__Your task__. Rewrite these lines with "second story window" swapped for "upper-floor window" everywhere it occurs, leaving everything else the same.

__Provided records__.
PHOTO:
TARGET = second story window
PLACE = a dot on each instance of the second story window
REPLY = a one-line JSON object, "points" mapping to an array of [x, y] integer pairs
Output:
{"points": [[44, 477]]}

__Answer to the exercise__.
PHOTO:
TARGET = upper-floor window
PLACE = a dot on each instance of the upper-floor window
REPLY = a one-line JSON object, "points" mapping to an array of [x, y] integer pairs
Output:
{"points": [[44, 477]]}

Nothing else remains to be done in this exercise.